SOURCE DOCUMENT:

Supreme Court's recent eminent domain ruling stirs up memories of 1997 Hurst case | KERA News

Supreme Court's recent eminent domain ruling stirs up memories of 1997 Hurst case

Supreme Court's recent eminent domain ruling stirs up memories of 1997 Hurst case

Hurst, TX –

Bill Zeeble, KERA 90.1 reporter: Nearly ten years ago, developers of Northeast Mall in Hurst said the mall needed to grow. New retail outlets, like Grapevine Mills, threatened to steal customers and vital sales tax revenues for the city of Hurst.

Jeff Jones, Hurst Assistant City Manager: That project was either going to redevelop at that time, or chances are good they would have gone somewhere else.

Zeeble: Hurst Assistant City Manager Jeff Jones says a move would have been devastating for the city of less than 50,000. The mall was the biggest taxpayer. Mall developer Simon deBartolo's corporation bought most homes in a small community to expand, but ten holdouts either didn't want to move, or wanted more money. So Hurst condemned the property for the mall's growth.

Jeff Mollenburg, former Hurst homeowner: This used to be my home.

Zeeble: Eight years ago, the land where this Office Max, an Old Navy store, a Starbucks, Pet Smart and others now stand, was Richland Park East. 127 well maintained, middle class homes made up the neighborhood.

Mollenburg: Neighbors to the left of where we are, they moved to Burleson. The neighbors across the street - she recently passed away but he lives toward Bedford. The other to the right lives toward Bedford and on the other side she's over near Haltom City.

Zeeble: Jeff Mollenburg and his family moved miles away to Haslet. Like the other "holdouts," some of whom owned paid-off homes they'd lived in for decades, he didn't want to move. The city's condemnation process offered him more than so-called fair market value.

Mollenburg: Fair market value is what a willing buyer and seller are both willing to pay and if you can't get between there, then it's not fair market value, whatever it is.

Glenn Sodd, Hurst attorney: I want to get my clients in the position where they can negotiate with the end user and negotiate a price just like any homeowner could do if someone knocked on the door and said, "I'd like to buy your home."

Zeeble: Glenn Sodd represented the Hurst holdouts and eventually won a $3 million settlement versus the $1 million the city initially offered. These days, Sodd's the attorney for property owners whose land sits where the Cowboys will build a new stadium in Arlington. He expects to make similar arguments: taking homes benefits the Cowboys, a private business, not the public. So it's an abuse of eminent domain.

Sodd: In America, if you take my car without my permission, you're a thief and you get arrested and go to jail. Now, if you take my home without my permission, you're not a thief at all; rather, you're sanctioned by city council. All you have to do is get the city to vote.

Zeeble: Sodd believes the Supreme Court got it wrong, substituting public benefit for the phrase public use. As a result, he says anyone's home could be condemned and replaced by some business because it could pay higher taxes that benefit the public. That's why state legislators are now working on a measure that would prohibit taking of private property for private, economic development. But assistant city manager Jeff Jones says Northeast Mall's expansion, tied to the property condemnations, benefited nearly everyone in Hurst.

Jones: Had the project not happened, we would be in serious financial trouble, and couldn't provide services we offer today.

Zeeble: Jones says those include two aquatic centers where most towns have none, well-paid and fully trained firefighters and emergency medical workers, and lower property taxes. For KERA 90.1, I'm Bill Zeeble.

MATERIAL PROVIDED:
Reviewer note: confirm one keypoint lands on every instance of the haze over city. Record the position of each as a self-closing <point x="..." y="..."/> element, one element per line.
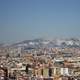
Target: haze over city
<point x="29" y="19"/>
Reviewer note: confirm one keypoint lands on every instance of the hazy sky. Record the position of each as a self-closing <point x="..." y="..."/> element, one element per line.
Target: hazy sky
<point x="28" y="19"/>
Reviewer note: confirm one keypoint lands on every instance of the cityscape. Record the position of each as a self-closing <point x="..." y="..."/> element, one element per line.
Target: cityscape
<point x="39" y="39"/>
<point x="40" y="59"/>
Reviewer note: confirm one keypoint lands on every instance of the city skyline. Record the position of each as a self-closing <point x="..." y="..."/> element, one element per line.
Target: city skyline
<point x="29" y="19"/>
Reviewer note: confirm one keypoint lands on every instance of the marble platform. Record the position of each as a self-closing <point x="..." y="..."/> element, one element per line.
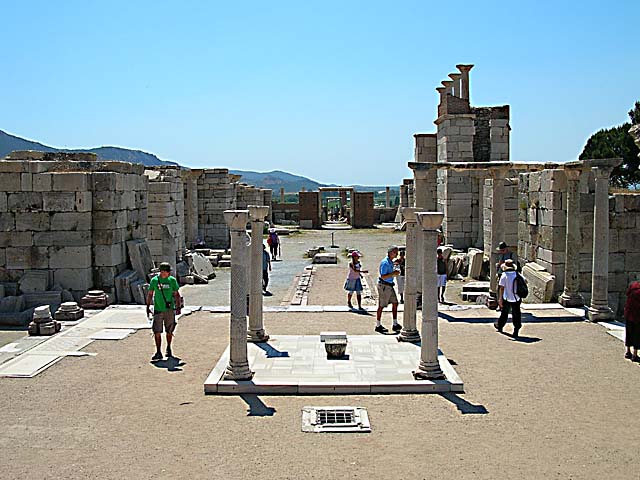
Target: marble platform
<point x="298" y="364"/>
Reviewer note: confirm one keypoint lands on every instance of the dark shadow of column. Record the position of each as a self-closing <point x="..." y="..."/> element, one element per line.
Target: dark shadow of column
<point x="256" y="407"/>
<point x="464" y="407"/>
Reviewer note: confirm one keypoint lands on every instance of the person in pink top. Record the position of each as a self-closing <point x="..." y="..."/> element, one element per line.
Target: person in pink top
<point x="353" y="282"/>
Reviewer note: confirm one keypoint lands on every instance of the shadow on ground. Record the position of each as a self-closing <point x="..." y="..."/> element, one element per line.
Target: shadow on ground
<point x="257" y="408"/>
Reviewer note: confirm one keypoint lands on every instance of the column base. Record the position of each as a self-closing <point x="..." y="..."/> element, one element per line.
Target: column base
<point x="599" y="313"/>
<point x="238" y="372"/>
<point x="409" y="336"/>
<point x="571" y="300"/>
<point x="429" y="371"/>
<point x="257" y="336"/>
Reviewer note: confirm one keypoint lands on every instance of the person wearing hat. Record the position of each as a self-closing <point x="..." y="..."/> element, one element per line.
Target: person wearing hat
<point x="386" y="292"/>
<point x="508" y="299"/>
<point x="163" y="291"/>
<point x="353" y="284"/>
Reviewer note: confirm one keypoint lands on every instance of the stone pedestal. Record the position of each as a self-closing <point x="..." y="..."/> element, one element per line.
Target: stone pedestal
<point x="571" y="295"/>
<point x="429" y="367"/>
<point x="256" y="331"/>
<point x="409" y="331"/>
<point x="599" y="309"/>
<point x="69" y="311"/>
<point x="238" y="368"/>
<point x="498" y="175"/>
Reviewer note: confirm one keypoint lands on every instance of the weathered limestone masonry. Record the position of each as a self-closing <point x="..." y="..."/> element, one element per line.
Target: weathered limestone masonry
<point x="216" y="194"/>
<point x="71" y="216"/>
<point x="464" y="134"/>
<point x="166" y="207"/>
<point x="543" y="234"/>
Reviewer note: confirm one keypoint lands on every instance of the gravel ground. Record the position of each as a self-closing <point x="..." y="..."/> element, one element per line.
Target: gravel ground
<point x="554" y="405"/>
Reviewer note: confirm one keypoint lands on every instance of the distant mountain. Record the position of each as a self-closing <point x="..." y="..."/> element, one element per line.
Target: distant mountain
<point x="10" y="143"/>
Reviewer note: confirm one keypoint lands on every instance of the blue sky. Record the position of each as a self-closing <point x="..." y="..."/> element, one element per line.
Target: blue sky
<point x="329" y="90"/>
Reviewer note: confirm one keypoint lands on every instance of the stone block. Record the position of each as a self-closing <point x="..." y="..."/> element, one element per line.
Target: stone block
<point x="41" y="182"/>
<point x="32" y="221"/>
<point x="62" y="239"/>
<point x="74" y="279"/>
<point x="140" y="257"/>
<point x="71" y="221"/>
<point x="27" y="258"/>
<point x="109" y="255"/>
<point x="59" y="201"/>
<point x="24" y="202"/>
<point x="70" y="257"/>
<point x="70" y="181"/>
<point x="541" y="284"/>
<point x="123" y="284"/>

...

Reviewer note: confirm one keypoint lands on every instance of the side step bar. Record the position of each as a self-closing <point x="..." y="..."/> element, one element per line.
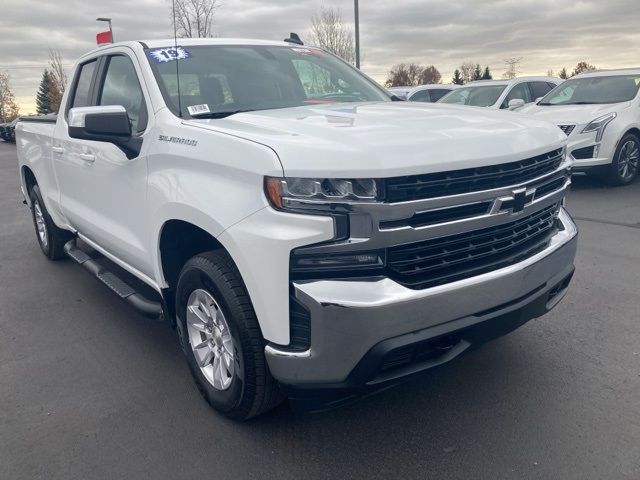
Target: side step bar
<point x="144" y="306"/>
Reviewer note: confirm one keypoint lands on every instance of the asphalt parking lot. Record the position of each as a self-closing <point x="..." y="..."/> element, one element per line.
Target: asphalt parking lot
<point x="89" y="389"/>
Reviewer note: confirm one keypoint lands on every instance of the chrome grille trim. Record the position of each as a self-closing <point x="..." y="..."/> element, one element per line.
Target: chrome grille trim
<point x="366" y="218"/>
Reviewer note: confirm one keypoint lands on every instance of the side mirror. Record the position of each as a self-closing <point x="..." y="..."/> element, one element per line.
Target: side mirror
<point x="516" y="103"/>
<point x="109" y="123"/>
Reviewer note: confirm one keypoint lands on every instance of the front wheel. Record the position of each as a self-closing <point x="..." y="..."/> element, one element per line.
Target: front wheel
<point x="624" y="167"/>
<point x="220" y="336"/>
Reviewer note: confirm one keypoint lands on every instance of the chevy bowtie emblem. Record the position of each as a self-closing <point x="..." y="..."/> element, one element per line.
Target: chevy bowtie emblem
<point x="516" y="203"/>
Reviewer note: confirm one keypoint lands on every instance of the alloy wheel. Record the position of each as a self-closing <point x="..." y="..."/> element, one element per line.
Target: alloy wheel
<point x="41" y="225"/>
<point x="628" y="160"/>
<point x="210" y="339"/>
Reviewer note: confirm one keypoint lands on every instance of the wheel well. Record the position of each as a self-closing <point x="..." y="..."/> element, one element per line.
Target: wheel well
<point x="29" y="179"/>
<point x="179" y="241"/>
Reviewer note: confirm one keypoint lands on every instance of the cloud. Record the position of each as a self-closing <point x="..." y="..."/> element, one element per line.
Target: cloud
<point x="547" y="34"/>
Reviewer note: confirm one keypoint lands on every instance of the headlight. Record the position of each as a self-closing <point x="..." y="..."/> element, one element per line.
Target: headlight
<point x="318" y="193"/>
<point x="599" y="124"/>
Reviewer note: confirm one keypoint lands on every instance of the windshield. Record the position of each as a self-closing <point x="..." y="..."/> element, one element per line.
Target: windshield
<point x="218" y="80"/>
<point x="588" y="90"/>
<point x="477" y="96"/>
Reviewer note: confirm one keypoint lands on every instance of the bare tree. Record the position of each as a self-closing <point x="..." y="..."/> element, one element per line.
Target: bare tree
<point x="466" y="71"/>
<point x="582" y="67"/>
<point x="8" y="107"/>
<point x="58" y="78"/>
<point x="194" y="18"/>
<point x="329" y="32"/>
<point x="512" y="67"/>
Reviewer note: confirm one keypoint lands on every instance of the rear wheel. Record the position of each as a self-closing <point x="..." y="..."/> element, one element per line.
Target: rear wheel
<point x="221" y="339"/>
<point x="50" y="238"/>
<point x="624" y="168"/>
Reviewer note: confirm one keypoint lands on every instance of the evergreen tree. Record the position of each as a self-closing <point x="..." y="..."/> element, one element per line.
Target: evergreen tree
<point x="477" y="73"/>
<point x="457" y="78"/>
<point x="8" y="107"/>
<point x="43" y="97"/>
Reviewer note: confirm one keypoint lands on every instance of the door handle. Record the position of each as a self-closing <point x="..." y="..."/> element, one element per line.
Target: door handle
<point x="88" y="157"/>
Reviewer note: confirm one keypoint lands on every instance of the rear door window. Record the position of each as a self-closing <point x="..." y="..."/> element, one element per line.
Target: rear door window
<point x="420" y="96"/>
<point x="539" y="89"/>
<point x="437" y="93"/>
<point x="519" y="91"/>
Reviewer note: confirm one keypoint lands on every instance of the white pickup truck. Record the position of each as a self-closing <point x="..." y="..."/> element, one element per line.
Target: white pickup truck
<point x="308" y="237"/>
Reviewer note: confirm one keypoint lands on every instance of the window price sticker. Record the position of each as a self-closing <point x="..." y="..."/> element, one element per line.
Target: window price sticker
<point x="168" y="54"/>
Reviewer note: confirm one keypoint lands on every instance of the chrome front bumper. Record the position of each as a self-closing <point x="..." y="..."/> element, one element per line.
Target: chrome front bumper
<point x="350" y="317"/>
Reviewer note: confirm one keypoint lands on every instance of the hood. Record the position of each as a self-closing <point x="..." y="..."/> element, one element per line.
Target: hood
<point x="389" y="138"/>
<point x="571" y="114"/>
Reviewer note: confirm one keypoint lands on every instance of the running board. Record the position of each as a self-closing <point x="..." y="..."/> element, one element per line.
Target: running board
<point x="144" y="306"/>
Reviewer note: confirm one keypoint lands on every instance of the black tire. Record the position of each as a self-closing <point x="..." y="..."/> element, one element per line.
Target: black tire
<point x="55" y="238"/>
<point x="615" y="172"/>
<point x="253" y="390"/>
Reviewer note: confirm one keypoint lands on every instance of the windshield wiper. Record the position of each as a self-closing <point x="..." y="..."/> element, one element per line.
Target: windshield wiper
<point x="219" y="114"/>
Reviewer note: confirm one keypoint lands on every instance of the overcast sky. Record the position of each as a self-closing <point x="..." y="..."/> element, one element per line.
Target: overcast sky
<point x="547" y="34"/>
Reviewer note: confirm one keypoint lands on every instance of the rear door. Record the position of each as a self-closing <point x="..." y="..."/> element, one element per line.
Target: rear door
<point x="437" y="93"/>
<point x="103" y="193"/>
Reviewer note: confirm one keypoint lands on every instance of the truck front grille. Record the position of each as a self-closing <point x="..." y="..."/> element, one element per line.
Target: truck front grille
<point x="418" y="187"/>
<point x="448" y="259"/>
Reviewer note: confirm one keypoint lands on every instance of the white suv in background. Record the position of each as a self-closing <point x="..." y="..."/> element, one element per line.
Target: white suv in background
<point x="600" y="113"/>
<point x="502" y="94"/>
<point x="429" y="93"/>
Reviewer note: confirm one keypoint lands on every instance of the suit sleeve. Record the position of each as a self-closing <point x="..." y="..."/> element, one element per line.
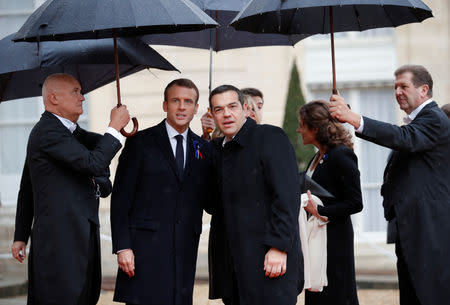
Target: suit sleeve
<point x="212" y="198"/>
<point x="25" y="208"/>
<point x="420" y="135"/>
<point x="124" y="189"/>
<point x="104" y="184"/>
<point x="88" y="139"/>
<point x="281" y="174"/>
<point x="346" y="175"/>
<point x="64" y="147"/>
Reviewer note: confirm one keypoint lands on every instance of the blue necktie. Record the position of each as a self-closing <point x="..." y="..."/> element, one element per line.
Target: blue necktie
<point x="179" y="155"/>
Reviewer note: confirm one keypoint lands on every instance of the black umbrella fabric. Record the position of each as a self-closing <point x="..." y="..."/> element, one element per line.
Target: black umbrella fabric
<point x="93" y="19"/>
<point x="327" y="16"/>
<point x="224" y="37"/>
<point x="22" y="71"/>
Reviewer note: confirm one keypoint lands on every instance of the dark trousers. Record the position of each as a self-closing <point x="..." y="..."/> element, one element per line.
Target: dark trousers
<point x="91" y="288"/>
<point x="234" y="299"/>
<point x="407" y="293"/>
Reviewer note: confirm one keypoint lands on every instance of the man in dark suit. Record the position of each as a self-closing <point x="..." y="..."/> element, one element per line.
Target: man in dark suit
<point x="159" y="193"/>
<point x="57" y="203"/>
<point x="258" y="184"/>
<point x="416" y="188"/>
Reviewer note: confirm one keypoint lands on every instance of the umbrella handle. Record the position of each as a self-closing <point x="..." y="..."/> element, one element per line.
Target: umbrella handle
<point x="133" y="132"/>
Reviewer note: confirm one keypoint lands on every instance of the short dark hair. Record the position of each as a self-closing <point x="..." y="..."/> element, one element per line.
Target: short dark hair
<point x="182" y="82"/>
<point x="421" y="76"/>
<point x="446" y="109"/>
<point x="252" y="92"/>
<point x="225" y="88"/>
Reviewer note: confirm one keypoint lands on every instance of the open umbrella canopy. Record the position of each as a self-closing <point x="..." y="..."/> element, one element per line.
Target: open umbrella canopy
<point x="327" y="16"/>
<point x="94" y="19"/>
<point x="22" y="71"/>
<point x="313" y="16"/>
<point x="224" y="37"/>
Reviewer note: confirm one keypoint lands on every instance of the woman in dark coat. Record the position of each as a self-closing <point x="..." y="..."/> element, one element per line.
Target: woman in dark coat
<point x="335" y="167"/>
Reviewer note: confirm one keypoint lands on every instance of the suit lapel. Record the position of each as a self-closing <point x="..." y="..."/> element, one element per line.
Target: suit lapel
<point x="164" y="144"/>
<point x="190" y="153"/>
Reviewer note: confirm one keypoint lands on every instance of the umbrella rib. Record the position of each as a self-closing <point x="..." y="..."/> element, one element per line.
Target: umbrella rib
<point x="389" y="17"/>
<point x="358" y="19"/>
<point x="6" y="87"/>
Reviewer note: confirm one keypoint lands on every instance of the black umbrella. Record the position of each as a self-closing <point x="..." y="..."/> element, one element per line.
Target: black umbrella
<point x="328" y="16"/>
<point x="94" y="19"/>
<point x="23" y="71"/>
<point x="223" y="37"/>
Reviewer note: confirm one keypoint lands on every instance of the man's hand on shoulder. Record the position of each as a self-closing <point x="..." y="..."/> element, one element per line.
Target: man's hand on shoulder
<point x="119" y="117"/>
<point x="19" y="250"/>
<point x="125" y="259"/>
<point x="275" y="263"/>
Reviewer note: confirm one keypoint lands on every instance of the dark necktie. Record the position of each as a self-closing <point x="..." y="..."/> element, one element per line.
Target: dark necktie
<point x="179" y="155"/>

PROBLEM DETAILS:
Repeat word for word the passage from the Hurst eminent domain report, starting with "Zeeble: Eight years" and going on through "fair market value.".

WRITTEN SOLUTION:
Zeeble: Eight years ago, the land where this Office Max, an Old Navy store, a Starbucks, Pet Smart and others now stand, was Richland Park East. 127 well maintained, middle class homes made up the neighborhood.

Mollenburg: Neighbors to the left of where we are, they moved to Burleson. The neighbors across the street - she recently passed away but he lives toward Bedford. The other to the right lives toward Bedford and on the other side she's over near Haltom City.

Zeeble: Jeff Mollenburg and his family moved miles away to Haslet. Like the other "holdouts," some of whom owned paid-off homes they'd lived in for decades, he didn't want to move. The city's condemnation process offered him more than so-called fair market value.